- _PROBLEM TO WORK ON_:
Please copy out each of the lines below word for word, leaving the pictures out of your answer.

- _DATASET CONTENT_:

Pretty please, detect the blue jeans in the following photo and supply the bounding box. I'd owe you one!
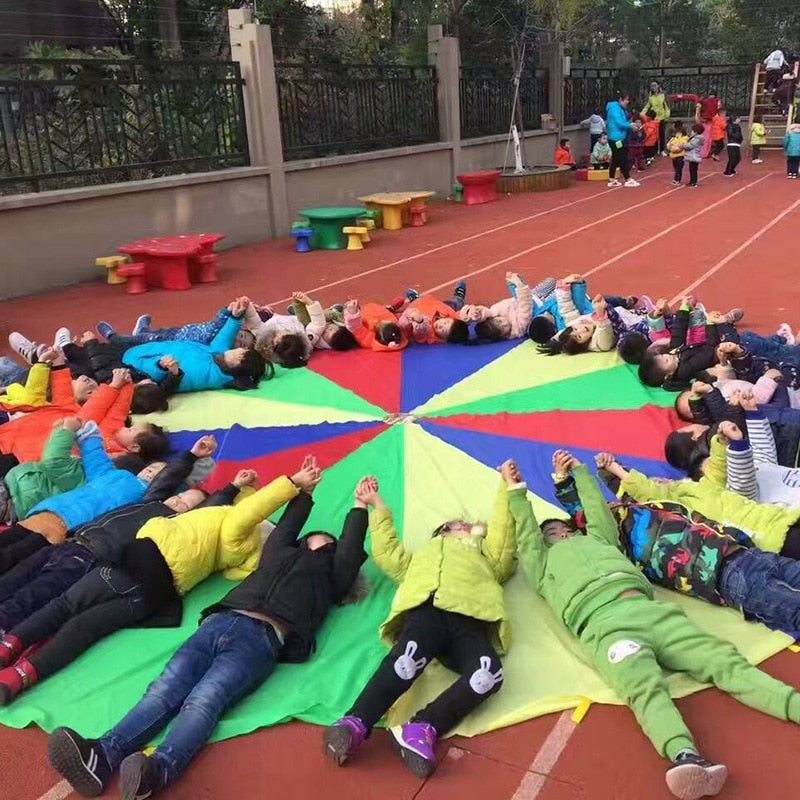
[719,550,800,633]
[739,331,800,366]
[100,612,280,782]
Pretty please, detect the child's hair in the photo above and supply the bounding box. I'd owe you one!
[539,326,591,356]
[375,322,403,347]
[131,383,169,414]
[225,350,275,391]
[134,422,169,462]
[617,331,650,364]
[639,352,669,388]
[675,389,694,422]
[272,333,308,369]
[328,325,358,350]
[528,316,558,344]
[445,319,469,344]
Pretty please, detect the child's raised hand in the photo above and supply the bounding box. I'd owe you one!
[231,469,258,489]
[191,436,217,458]
[497,458,522,486]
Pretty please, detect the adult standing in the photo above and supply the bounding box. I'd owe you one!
[642,81,670,156]
[606,92,639,187]
[764,48,788,92]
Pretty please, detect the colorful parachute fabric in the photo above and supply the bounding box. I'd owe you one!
[0,342,788,739]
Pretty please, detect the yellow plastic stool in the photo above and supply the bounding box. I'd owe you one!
[94,256,128,286]
[342,226,367,250]
[356,219,375,244]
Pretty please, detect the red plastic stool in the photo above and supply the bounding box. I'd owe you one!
[117,261,147,294]
[408,203,428,228]
[189,253,219,283]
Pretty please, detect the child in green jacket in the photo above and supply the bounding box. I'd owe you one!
[509,458,800,800]
[323,462,525,778]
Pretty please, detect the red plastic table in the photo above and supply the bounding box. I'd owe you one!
[117,233,225,290]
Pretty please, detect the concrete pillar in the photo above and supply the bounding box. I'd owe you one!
[228,8,289,236]
[428,25,461,179]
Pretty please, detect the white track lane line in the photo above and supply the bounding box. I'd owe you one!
[511,709,578,800]
[581,172,775,278]
[420,173,717,294]
[266,172,664,306]
[670,192,800,303]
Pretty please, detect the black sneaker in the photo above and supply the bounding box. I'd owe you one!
[667,751,728,800]
[47,728,111,797]
[119,753,166,800]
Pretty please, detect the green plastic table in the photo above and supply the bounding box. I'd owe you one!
[300,206,366,250]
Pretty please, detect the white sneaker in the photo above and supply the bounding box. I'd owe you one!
[53,328,72,350]
[8,331,42,364]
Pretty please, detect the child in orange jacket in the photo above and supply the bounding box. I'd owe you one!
[711,108,728,161]
[344,300,408,352]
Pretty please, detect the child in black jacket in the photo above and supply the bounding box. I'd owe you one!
[48,463,374,798]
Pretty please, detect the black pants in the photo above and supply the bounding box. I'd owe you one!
[725,144,742,175]
[0,542,95,631]
[348,601,503,736]
[9,567,153,678]
[608,142,631,180]
[0,523,50,575]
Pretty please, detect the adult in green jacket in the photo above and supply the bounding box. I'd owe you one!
[642,81,671,156]
[324,462,525,778]
[509,457,800,800]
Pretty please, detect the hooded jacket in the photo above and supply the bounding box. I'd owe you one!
[369,484,525,653]
[206,492,367,662]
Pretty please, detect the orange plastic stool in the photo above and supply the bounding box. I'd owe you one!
[117,261,147,294]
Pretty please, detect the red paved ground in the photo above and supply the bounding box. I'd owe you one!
[0,156,800,800]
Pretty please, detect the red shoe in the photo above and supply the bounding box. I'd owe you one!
[0,633,24,667]
[0,659,39,706]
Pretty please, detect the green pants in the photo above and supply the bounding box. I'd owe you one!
[580,595,800,760]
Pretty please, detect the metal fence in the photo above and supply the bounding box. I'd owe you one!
[459,67,548,139]
[0,59,249,193]
[564,64,753,125]
[275,63,439,161]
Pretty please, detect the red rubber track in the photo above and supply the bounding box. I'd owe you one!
[0,154,800,800]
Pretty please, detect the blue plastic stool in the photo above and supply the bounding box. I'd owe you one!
[292,228,314,253]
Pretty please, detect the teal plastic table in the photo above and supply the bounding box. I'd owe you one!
[300,206,366,250]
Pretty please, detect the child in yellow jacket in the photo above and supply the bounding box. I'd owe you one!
[324,462,526,778]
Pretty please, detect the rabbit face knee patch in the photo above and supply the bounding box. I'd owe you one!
[469,656,503,694]
[608,639,642,664]
[394,641,428,681]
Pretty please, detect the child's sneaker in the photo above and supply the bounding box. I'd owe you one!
[131,314,153,336]
[776,322,797,344]
[47,728,111,797]
[119,753,167,800]
[53,328,72,350]
[94,321,114,339]
[667,750,728,800]
[389,722,436,778]
[8,331,50,365]
[322,716,367,767]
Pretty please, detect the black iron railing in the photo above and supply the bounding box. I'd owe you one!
[564,64,753,125]
[0,59,249,193]
[459,67,548,139]
[275,63,439,161]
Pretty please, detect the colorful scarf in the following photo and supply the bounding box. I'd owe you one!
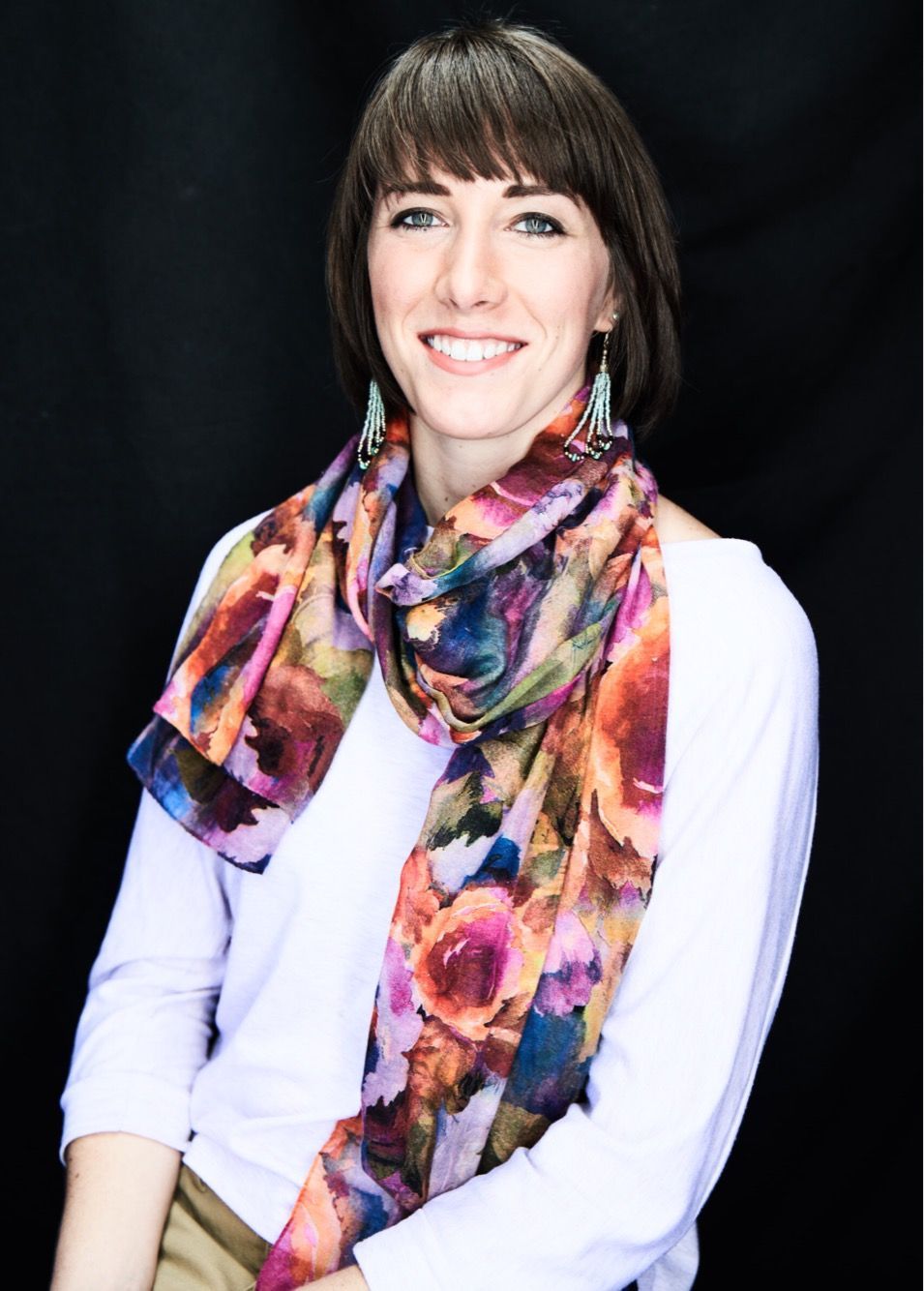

- _RESULT FOR THIS EXERCISE_:
Pretty please, detect the blue jeans in the following photo and supply the bounding box. I'd owe you one!
[719,550,800,633]
[739,331,800,366]
[100,612,280,782]
Pretty please, detect the child's hair in the photo above and supply the bounding box. I'd owe you one!
[539,326,591,356]
[375,322,403,347]
[131,383,169,414]
[225,350,275,391]
[134,422,169,462]
[617,331,650,364]
[639,352,669,388]
[675,389,694,422]
[272,333,308,369]
[328,325,358,350]
[528,316,558,344]
[445,319,469,344]
Pretty please, detect the child's raised hand in the photo above and supply the bounding box. I'd owe you one!
[231,469,258,489]
[191,436,217,458]
[497,458,522,486]
Pretty please, detect the adult standing in the photo above and supply the bounding box. I'd owe you one!
[642,81,670,156]
[606,92,639,187]
[764,48,788,92]
Pretty please, detect the colorful parachute fabric in the photo above and supply the bounding box. I'd owe you one!
[0,342,788,739]
Pretty please, detect the yellow plastic stool in the photo above and supply the bounding box. I'd owe you one!
[94,256,128,286]
[342,226,367,250]
[356,219,375,244]
Pretty please, detect the red plastic stool in the photo above and supply the bounding box. I'd owe you one!
[117,261,147,294]
[408,203,428,228]
[189,253,219,283]
Pretty please, detect the child in green jacket in the photo above and supply the bounding box. I'd owe you one!
[509,458,800,800]
[323,462,525,778]
Pretty please, detect the red plastic table in the photo above and supply the bounding box. I'd owe you one!
[117,233,225,290]
Pretty please, detect the concrete pillar in the photo above and supply the bounding box. I'd owe you one!
[228,8,289,236]
[428,25,461,179]
Pretty please, detect the white track lane line in the photo above and supply the bounding box. I'd owe you one!
[511,709,578,800]
[581,172,775,278]
[420,173,717,294]
[266,172,664,306]
[670,192,800,303]
Pretty please, detect the black sneaker in the photo above and supply the bounding box. I'd owe you one!
[667,751,728,800]
[47,728,111,797]
[119,753,166,800]
Pretty please, detect the green plastic table in the photo above and supply the bounding box. I'd owe you one!
[300,206,366,250]
Pretty please, detect the white sneaker in the photo above and supply the bounding box. I'd owe you one!
[53,328,72,350]
[8,331,42,364]
Pretty please, detect the child in orange jacket in the photo above and supply the bounding box. I'd owe you one!
[711,108,728,161]
[344,300,408,352]
Pretty please, detect the child in black jacket in the photo above and supply the bounding box. I'd owe you one!
[48,463,374,798]
Pretty please, detect the black pants in the photo above and supply the bounding box. I'd owe you one!
[725,144,742,175]
[0,542,95,631]
[348,601,503,736]
[9,567,153,678]
[608,142,631,180]
[0,523,50,575]
Pretty please, detect the adult in green jacket in the photo above and supply the bounding box. I'd owe you one!
[642,81,671,156]
[324,462,525,778]
[509,457,800,800]
Pretty please, detect the hooded jacket in the photo above and supply the bounding box. I'd owe you one!
[369,484,525,653]
[206,492,367,662]
Pretty please, detect the orange plastic stool in the photo above and supply the bounding box. I'd owe you one!
[117,261,147,294]
Pretty please, detect the red paved ground in the photo above and supply the bounding box. I'd owe you one!
[0,156,800,800]
Pretty please, detect the red shoe in the photo above and supply the bounding box. I'd owe you one!
[0,633,24,667]
[0,659,39,706]
Pretty please, detect the green pants in the photo above and supply the bounding box. I'd owe you one!
[580,595,800,760]
Pretty please, detect the metal fence in the photo above and supply the bounding box. I'd owe you one!
[459,67,548,139]
[0,59,249,193]
[564,64,753,125]
[275,63,439,161]
Pretty please, detect the red rubber track in the photo above and supply the bounding box. I'd owe you one!
[0,154,800,800]
Pretty please, detect the blue plastic stool in the photo above and supply the bounding box. I'd owe you one!
[292,228,314,253]
Pretty please, detect the teal plastic table in the photo above and supply the bounding box. I'd owe you one!
[300,206,366,250]
Pretty please, detect the child in yellow jacket in the photo above and supply the bounding box. I'd owe you one!
[324,462,526,778]
Pretty please, detect the rabbit face knee patch in the photo above and supply the bounding box. I'd owe you one!
[469,656,503,694]
[608,639,642,664]
[394,641,428,681]
Pretty please, detect the child's sneaker in the photo above and supply the bounding box. I'd owe you one!
[131,314,153,336]
[776,322,797,344]
[47,728,111,797]
[119,753,167,800]
[53,328,72,350]
[94,321,114,339]
[667,750,728,800]
[389,722,436,778]
[8,331,50,365]
[322,716,367,767]
Pretty please, detect the black iron railing in the photo above and supply the bounding box. I'd owe you one!
[564,64,753,125]
[0,59,249,193]
[459,67,548,139]
[275,63,439,161]
Pretty please, detect the colorful scarf in the following photo and supply the bounding box. I'd owe you one!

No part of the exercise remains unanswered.